- REQUIRED WORK
From the quilting blog post, list every technique that the caption for Growing Pains says was used to make that quilt.

- PAGE TEXT
• • •

Endeavourers Reveal Day 5 – Texture
It is time for another quarterly reveal day, for the online group The Endeavourers. This time our theme was “Texture.”
Our themes are picked at random from a list, but I felt we were going to be very on-trend with this one, because in November I had seen some SAQA exhibits at the International Quilt Festival, and many of the quilts were thick with layers and crusted with objects. One that stuck with me was from the exhibit Dusk to Dawn, called Motorcycopath by Jim Hay, which had toy motorcycles and cars appliqued on. Another was from the exhibit Metamorphosis, called Growing Pains by Kathy L. Brown. Its caption said it was made from organza, chiffon, taffeta, satin, silk, cotton, wool, beads, and silk roving, and that it was hand-embroidered, felted, free motion embroidered, heat-distressed, painted, photo manipulated, beaded, and quilted.
I had several ideas, but the only one I got completed is nothing like the inspirational quilts I saw in the SAQA exhibits. I started with some cocoons I have gathered, thinking I could soften them and open them out into little flat shapes, or even affix them as beads. That didn’t work and I ended up just using three types of silk — a dull tussah, and two shiny plain weaves.

• • •

- INFORMATION SUPPLIED
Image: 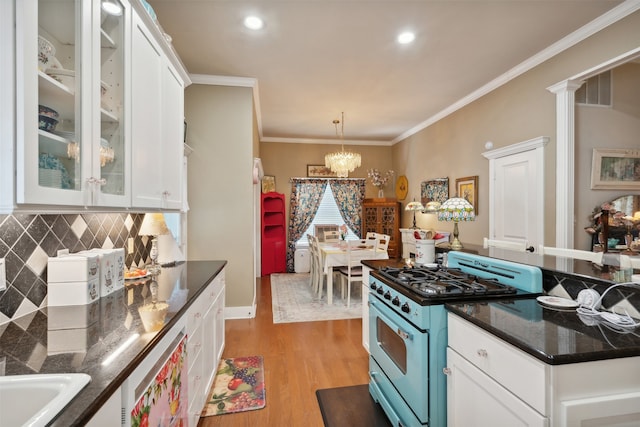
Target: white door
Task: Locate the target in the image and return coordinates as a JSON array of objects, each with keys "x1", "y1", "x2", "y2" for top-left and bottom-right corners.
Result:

• • •

- ANSWER TO THE PROBLEM
- hand-embroidered
- felted
- free motion embroidered
- heat-distressed
- painted
- photo manipulated
- beaded
- quilted